The bank’s first experience with the marijuana industry came five years ago when Arizona legalized it, said Charles Griffin, director of retail banking for First Fidelity Bank in Oklahoma and Arizona.
In Arizona and in Oklahoma, serving marijuana businesses is the right thing to do, Griffin said.
“It’s very important to serve the community, and these are legitimate businesses with legitimate needs. They need to be able to do the same things that everyone else does.”
These businesses make a lot of money and providing banking services allows them to deposit their money into the Federal Reserve, where it should be and where it will not be vulnerable to crime and pose a danger to the businesses and their employees, Griffin said.
But Griffin said the banking industry takes on significant risk and liability by working with marijuana, and First Fidelity is painstaking in its approach to monitoring businesses through rigorous documentation requirements and background checks.
It is a labor-intensive service that requires significant staffing to look out for money laundering operations and bad actors, he said.
First Fidelity requires marijuana retailers, growers, labs and other businesses that directly handle marijuana to pay fees as high as $1,000 per month to maintain accounts. The bank also requires significant fees from other companies that don’t handle marijuana directly, but serve the industry, such as equipment suppliers, accounting firms and other vendors.
Because of federal laws against marijuana and the banking industry’s exposure to heavy federal regulation, there is significant risk involved in serving the medical marijuana industry, Griffin said.
“I equate opening a new account for a medical marijuana business to underwriting a commercial loan,” he said.
That doesn’t stop the bank from bringing in more clients, however. Griffin said First Fidelity has about 60 medical marijuana clients, and he expects that number to grow higher through the coming months.
Panelists are optimistic there is relief in the future, but there is no certainty when that might come.
The SAFE Banking Act is pending in Congress, and if it were to become law, it would prevent federal regulators from taking adverse action against banks, said attorney Jason Kreth of the law firm Phillips Murrah.
It appears the bill has enough votes to pass the U.S. House of Representatives, but there’s doubt it would pass the Republican controlled Senate and be signed by President Trump, Kreth said.

PROBLEM SET →
(a) According to the marijuana banking article, about how many medical marijuana clients does First Fidelity have?
(b) Rewrite the marijuana banking article from "That doesn’t stop" up to and including "firm Phillips Murrah.", putting "hopeful" in place of "optimistic".
(c) Write a continuation of the marijuana banking article that picks up after its final sentence.

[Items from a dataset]
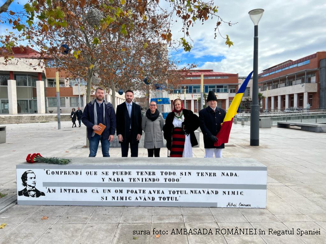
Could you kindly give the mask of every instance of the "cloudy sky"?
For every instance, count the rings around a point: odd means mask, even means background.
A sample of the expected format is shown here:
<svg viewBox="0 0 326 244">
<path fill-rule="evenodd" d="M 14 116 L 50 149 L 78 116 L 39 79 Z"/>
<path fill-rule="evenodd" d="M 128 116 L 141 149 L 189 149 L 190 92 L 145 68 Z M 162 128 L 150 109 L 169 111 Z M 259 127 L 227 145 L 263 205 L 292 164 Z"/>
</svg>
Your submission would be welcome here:
<svg viewBox="0 0 326 244">
<path fill-rule="evenodd" d="M 221 25 L 234 46 L 229 48 L 221 37 L 214 39 L 215 22 L 206 21 L 191 29 L 190 53 L 172 54 L 183 64 L 196 63 L 198 69 L 247 76 L 253 69 L 254 24 L 248 12 L 264 9 L 259 24 L 259 72 L 288 59 L 295 60 L 326 50 L 326 2 L 321 0 L 225 0 L 215 1 L 225 21 Z M 176 25 L 176 35 L 180 26 Z"/>
<path fill-rule="evenodd" d="M 0 4 L 3 2 L 0 0 Z M 21 9 L 19 6 L 26 2 L 21 0 L 18 5 L 16 0 L 10 9 Z M 198 69 L 247 76 L 253 69 L 254 36 L 248 12 L 257 8 L 265 10 L 259 24 L 259 72 L 326 50 L 326 2 L 322 0 L 224 0 L 215 1 L 215 4 L 224 20 L 238 23 L 231 27 L 223 24 L 220 28 L 222 35 L 229 35 L 234 46 L 229 48 L 219 35 L 214 39 L 216 21 L 210 20 L 191 28 L 194 48 L 190 52 L 182 49 L 171 52 L 174 59 L 183 64 L 197 64 Z M 175 38 L 182 37 L 179 22 L 173 27 Z M 7 27 L 3 25 L 3 33 Z"/>
</svg>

TASK-BY-TASK RESULTS →
(a) About 60.

(b)
That doesn’t stop the bank from bringing in more clients, however. Griffin said First Fidelity has about 60 medical marijuana clients, and he expects that number to grow higher through the coming months.
Panelists are hopeful there is relief in the future, but there is no certainty when that might come.
The SAFE Banking Act is pending in Congress, and if it were to become law, it would prevent federal regulators from taking adverse action against banks, said attorney Jason Kreth of the law firm Phillips Murrah.

(c)
“It’s inevitable that some piece of legislation down the road will accomplish what the SAFE Banking Act is trying to do,” Kreth said. “There’s a sea change in public opinion in regard to the use of legal cannabis, so I think we will get something that clarifies these laws.”
“If I had to put odds on it, I would say it’s doubtful it would pass the Senate, but, at some point in the future, I expect something like this will pass.”
Meanwhile, Oklahoma’s medical marijuana businesses are searching a scarce landscape for the financial services they need to manage growing revenue streams.
“I have money in a shoebox in my closet,” said Peter Fulmer, owner of FulMed Labs.
Fulmer, who attended Thursday’s roundtable, said his business is likely to get much busier now that the Oklahoma Medical Marijuana and Patient Protection Act is now in effect. Among other things, the act requires all marijuana to be tested and graded for content by a certified lab before it can be sold to the public.
Fulmer said his lab will see more activity this fall, and he’s been looking for banking services to help manage the surge in cash flow.
“I’ve gone to 15 banks, and I’ve been turned down by all but one,” he said. “The one bank is charging $1,250 per month and they want 0.7% of every transaction.”
He said he’s still looking, and he’s open to ideas as he waited in line after the meeting to speak with Griffin about opening an account at First Fidelity.
“There’s a lot of variability in what everybody is doing,” he said. “It’s all over the board.”